_PROMPT:_
Print, exactly as given, each line of the data from the line containing "Question: locate the eyeglasses" up to and including its last line.

_GIVEN DATA:_

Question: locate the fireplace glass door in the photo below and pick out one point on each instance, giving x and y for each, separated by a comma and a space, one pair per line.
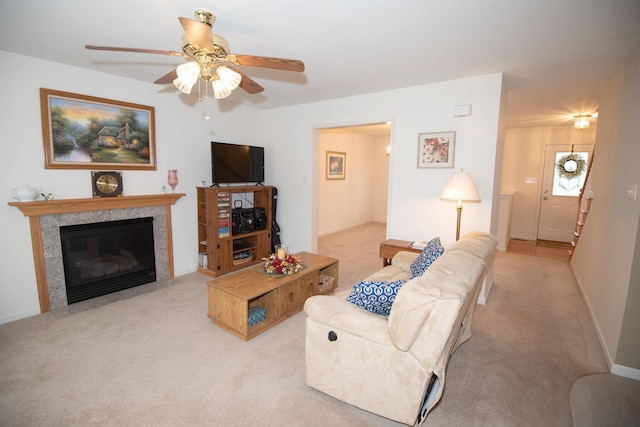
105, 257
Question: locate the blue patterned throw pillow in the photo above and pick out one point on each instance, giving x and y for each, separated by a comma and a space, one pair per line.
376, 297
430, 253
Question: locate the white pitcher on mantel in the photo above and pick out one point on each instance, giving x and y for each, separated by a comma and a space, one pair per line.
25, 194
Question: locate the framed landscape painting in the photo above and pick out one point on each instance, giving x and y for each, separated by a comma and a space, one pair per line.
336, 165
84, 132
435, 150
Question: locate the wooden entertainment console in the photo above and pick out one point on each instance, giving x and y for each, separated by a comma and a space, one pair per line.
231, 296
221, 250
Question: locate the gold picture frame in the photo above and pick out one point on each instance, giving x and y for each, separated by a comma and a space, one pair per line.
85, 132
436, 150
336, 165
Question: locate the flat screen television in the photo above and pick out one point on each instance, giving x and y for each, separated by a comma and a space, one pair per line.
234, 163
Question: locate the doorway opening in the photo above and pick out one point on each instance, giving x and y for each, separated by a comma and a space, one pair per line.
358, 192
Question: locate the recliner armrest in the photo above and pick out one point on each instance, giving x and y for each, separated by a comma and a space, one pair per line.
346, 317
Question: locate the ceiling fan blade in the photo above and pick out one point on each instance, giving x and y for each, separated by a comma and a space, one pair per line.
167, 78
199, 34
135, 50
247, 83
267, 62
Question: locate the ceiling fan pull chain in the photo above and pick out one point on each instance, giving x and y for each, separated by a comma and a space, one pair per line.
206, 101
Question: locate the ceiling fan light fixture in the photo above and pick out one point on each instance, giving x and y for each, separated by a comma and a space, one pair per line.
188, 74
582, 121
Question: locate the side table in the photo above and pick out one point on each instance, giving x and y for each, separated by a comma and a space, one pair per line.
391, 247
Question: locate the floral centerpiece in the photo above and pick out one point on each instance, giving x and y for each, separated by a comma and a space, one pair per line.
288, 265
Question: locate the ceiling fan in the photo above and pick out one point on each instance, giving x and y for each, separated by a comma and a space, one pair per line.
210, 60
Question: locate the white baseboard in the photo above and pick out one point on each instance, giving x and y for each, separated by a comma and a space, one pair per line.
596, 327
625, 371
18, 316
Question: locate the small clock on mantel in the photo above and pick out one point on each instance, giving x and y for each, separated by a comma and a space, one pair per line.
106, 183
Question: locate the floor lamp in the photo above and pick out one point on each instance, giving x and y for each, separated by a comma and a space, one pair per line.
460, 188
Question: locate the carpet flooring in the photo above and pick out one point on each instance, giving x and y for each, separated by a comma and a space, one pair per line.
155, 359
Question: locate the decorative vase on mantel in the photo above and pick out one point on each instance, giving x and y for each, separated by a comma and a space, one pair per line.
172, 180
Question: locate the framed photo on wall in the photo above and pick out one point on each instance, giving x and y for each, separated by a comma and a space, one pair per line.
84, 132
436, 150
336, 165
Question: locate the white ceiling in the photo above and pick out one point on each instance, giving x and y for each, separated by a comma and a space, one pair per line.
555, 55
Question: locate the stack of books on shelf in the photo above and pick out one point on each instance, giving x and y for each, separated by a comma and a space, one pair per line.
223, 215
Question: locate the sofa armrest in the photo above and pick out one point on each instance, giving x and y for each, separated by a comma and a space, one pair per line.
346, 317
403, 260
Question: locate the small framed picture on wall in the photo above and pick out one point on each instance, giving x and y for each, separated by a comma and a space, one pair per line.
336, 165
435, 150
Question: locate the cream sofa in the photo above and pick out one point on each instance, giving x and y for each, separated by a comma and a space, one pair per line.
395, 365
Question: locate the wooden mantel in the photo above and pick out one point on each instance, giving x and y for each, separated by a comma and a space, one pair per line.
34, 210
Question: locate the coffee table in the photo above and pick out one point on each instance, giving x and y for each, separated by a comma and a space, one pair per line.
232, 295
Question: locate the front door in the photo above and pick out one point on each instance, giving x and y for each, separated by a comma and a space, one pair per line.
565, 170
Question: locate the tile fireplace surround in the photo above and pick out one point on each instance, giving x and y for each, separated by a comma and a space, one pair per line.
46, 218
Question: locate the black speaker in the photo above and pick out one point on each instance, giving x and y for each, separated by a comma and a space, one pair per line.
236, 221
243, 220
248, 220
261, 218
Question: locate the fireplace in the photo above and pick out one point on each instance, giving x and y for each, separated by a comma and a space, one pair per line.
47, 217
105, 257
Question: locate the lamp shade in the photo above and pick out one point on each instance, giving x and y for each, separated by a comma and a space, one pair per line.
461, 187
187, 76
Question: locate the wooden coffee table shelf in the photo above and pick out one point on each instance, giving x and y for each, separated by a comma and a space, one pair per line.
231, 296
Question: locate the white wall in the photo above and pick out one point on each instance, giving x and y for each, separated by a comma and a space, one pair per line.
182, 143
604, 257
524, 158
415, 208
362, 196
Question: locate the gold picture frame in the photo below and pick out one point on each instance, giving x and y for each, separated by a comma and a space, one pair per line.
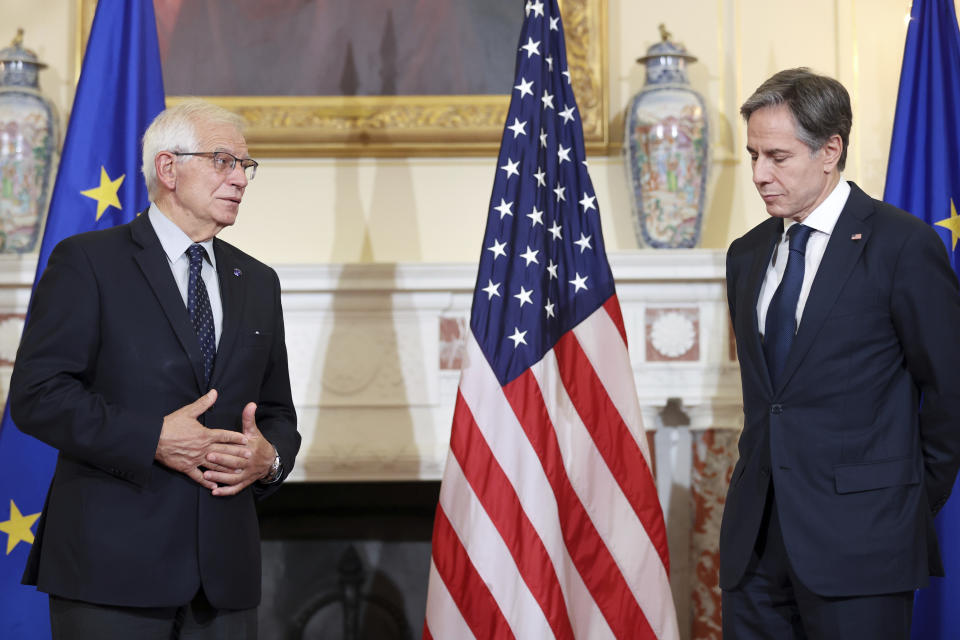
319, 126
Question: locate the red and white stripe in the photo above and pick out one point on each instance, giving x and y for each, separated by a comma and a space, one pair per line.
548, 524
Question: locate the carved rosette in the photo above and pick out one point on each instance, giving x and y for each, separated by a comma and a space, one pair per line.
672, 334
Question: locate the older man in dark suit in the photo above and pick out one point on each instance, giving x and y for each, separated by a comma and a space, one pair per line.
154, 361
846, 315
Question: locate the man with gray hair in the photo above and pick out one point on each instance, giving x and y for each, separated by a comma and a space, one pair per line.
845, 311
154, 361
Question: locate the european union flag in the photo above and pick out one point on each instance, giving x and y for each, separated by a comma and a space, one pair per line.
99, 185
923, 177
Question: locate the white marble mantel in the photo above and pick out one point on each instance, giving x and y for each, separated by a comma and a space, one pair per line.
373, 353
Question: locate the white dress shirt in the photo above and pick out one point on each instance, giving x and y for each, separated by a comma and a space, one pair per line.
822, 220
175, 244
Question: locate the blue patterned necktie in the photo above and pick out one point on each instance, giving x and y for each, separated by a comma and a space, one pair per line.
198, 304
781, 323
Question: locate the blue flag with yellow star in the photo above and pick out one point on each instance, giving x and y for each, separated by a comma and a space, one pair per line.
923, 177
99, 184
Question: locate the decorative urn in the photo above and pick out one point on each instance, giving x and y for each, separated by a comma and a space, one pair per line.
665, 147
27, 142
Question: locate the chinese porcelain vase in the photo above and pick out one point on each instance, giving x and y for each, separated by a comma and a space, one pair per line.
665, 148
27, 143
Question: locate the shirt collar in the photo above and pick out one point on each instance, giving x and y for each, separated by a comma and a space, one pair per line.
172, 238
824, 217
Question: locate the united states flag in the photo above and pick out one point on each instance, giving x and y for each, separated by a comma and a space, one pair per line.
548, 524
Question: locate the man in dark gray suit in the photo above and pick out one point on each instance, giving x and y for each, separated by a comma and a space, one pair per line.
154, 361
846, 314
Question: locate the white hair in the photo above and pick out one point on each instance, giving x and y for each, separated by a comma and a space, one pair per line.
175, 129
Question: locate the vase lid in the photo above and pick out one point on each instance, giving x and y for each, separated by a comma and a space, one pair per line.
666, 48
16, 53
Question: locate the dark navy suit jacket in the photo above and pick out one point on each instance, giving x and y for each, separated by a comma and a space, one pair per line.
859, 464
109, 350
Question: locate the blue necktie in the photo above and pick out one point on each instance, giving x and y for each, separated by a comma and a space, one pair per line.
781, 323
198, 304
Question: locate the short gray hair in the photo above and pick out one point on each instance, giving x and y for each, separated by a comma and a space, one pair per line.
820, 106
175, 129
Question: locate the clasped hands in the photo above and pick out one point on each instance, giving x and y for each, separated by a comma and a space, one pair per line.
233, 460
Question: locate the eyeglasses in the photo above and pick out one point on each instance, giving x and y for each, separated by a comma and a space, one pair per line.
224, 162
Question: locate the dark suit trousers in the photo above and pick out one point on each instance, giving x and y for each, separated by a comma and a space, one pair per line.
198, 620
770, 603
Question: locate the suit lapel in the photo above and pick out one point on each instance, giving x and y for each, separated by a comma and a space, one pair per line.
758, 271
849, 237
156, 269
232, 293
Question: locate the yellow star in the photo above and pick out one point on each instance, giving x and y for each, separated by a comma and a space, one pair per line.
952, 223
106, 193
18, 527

_COMPLETE OUTPUT:_
Question: locate the eyeglasses in the photo above and pick out one point on each instance, giving x and y for each, separated by a comma and a space, one pair per line.
224, 162
Question: locate the dark suit trousers in the photo above and pick out one point on each instance, giving x and y for each, separated by a comma and a space, one pair per line.
198, 620
770, 603
Question: locate the suit lapel in the photo above and pick out one point on each instance, giving x and y for each, separated by a comma and a space, one pair per line.
758, 271
849, 237
156, 269
232, 293
Question: locate the yellow star in the photo above and pick out one point on each instance, giving x and y for each, separated by a comma and a space, one pair per line.
952, 223
106, 193
18, 527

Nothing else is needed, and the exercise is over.